Act III: Part Three, page 2

page 1 of 3
Summary

Barbara comes up with a sudden insight. Undershaft dismisses all the "morality mongering," and asks her to tell Cusins what power really means. Barbara confesses that up until yesterday she believed herself in the power of God, but her father revealed that she was in the power of Bodger and Undershaft.

Undershaft urges her to "scrap" a morality and religion that no longer as she would scrap old machinery. Barbara demands that he justify himself. "Cleanliness and respectability do not need justification," retorts her father. He has saved his people's—and family's—souls by providing for them and saved them from the worst of crimes, poverty. Work, food, shelter, and clothing save, he states, not the Bible.

Undershaft recalls his young as a poor east ender who one day pledged to a sacred commandment—"Thou shalt starve ere I starve"—and became "free and great." He chose to play the thief or murderer rather than the pauper or slave. Dangerous before he had his "will," he has become as a self-made millionaire a "useful, beneficent, kindly person." Rather than unscrupulously make virtues out of poverty and starvation, Undershaft understands them as the worst crimes. One should not preach at them but kill them.

Undershaft explains that killing is the "final test of conviction, the only lever strong enough to overturn a social system, the only way of saying Must." Democracy is but an illusion and only violence inaugurates the new. Undershaft has no patience with the moralist's "ought"—man must turn his "oughts" into "shalls." The history of the world is the history of those who courageously embrace this truth.

Annotation records
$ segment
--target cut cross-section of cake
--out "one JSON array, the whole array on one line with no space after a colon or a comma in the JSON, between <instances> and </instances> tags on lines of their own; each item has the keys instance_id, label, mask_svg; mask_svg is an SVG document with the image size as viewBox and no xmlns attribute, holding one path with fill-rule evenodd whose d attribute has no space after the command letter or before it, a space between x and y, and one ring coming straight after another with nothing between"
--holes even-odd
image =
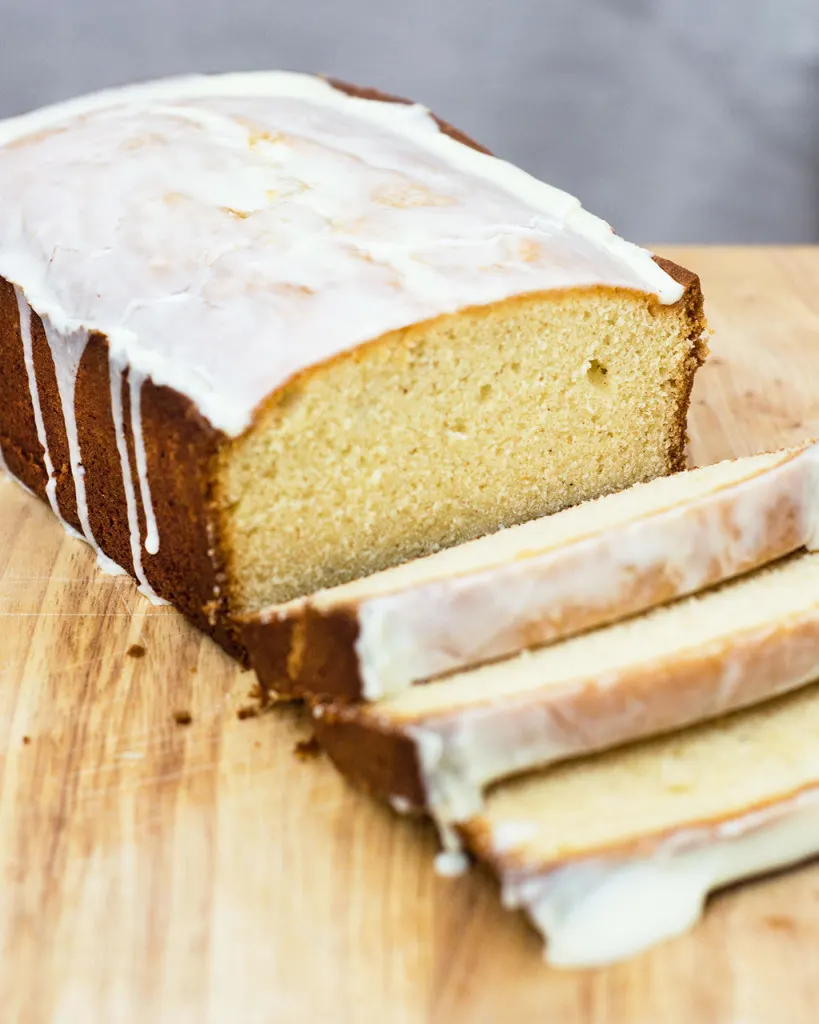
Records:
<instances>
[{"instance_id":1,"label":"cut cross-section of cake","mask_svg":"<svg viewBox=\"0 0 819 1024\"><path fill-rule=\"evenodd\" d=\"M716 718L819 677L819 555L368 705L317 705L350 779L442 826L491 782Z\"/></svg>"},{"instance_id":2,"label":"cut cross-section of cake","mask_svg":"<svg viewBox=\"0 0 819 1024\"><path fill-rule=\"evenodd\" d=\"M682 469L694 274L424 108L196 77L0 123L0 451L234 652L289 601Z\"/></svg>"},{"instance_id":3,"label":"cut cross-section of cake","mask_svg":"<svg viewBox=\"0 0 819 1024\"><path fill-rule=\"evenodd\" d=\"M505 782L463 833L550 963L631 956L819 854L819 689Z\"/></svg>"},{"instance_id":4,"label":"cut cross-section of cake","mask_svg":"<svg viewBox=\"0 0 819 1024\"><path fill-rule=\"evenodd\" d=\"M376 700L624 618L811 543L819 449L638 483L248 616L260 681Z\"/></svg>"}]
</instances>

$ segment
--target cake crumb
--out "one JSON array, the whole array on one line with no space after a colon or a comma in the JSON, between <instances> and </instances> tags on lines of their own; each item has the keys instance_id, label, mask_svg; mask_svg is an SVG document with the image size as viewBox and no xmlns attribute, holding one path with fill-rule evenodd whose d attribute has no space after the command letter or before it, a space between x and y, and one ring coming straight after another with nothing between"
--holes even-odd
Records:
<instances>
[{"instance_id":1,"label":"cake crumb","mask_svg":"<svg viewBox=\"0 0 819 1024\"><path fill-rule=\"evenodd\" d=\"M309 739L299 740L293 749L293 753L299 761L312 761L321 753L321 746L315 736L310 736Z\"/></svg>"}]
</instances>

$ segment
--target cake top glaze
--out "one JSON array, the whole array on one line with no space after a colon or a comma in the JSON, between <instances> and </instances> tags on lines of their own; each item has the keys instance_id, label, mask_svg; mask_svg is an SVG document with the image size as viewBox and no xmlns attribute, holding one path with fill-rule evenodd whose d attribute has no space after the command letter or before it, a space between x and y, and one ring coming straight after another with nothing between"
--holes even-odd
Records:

GOAL:
Output the passage of the Act III summary starting at "page 1 of 3" and ending at "Bodger and Undershaft.", copied word for word. The data has no connection to the Act III summary.

ANSWER FOR THIS EXERCISE:
page 1 of 3
Summary

Barbara comes up with a sudden insight. Undershaft dismisses all the "morality mongering," and asks her to tell Cusins what power really means. Barbara confesses that up until yesterday she believed herself in the power of God, but her father revealed that she was in the power of Bodger and Undershaft.